> Required tasks:
1. Write out the passage of the Josh episode list from "The following is" up to and including "middle-aged landlord Geoff.", reproducing its wording without change.
2. According to the Josh episode list, who directed the pilot episode?

> Selected text:
######
= List of Josh episodes =

The following is a list of episodes of the British television sitcom Josh, which is about three young adults who share a flat in London. It began airing on BBC Three on 29 August 2014.

==Episodes==
===Pilot (2014)===

| No. | Title | Directed by | Written by | Original release date |
| 1 | "Pilot" | David Schneider | Tom Craine & Josh Widdicombe | 29 August 2014 |
Heartbroken when his fiancée ends their relationship, Josh returns to his old flatshare with Owen and Kate. He looks for sympathy from his flatmates, but they are busy. Instead, he spends his time with their annoying, boring, lonely, intrusive, socially inept, stingy, middle-aged landlord Geoff.
######
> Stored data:
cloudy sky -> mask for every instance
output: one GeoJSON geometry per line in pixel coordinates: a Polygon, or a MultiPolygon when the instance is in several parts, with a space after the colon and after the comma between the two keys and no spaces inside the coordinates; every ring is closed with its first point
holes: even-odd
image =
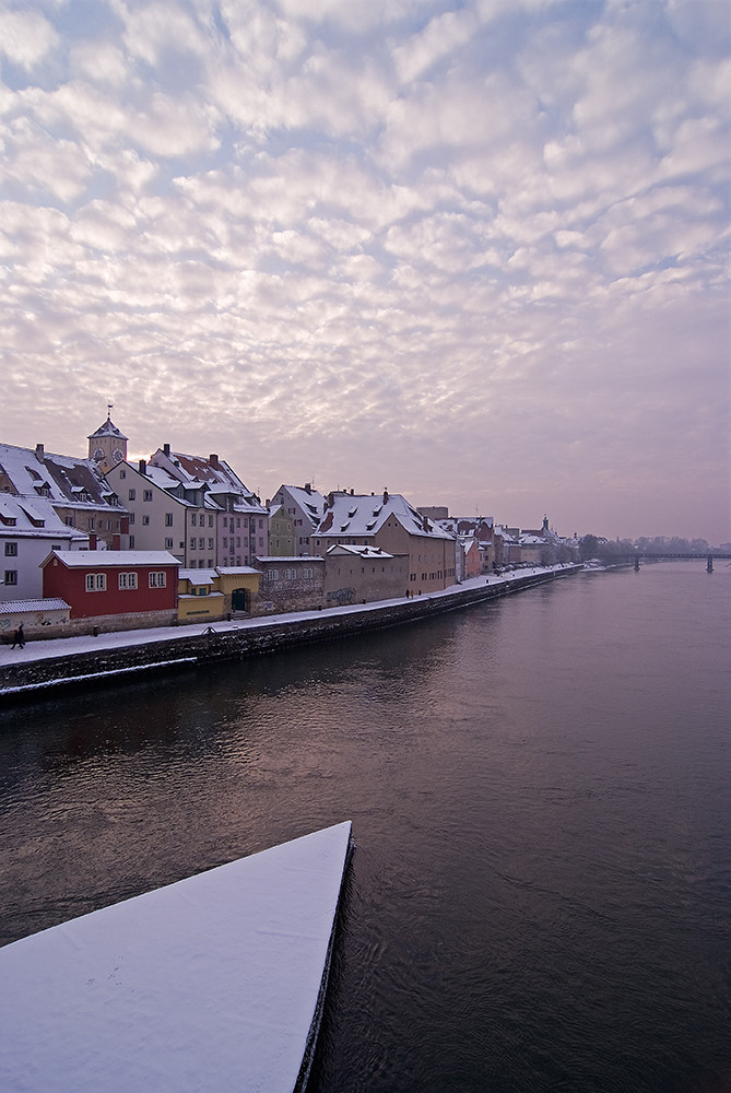
{"type": "Polygon", "coordinates": [[[0,439],[731,539],[727,0],[0,0],[0,439]]]}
######
> Outputs by task:
1.
The following is a list of episodes of the British television sitcom Josh, which is about three young adults who share a flat in London. It began airing on BBC Three on 29 August 2014.

==Episodes==
===Pilot (2014)===

| No. | Title | Directed by | Written by | Original release date |
| 1 | "Pilot" | David Schneider | Tom Craine & Josh Widdicombe | 29 August 2014 |
Heartbroken when his fiancée ends their relationship, Josh returns to his old flatshare with Owen and Kate. He looks for sympathy from his flatmates, but they are busy. Instead, he spends his time with their annoying, boring, lonely, intrusive, socially inept, stingy, middle-aged landlord Geoff.

2. David Schneider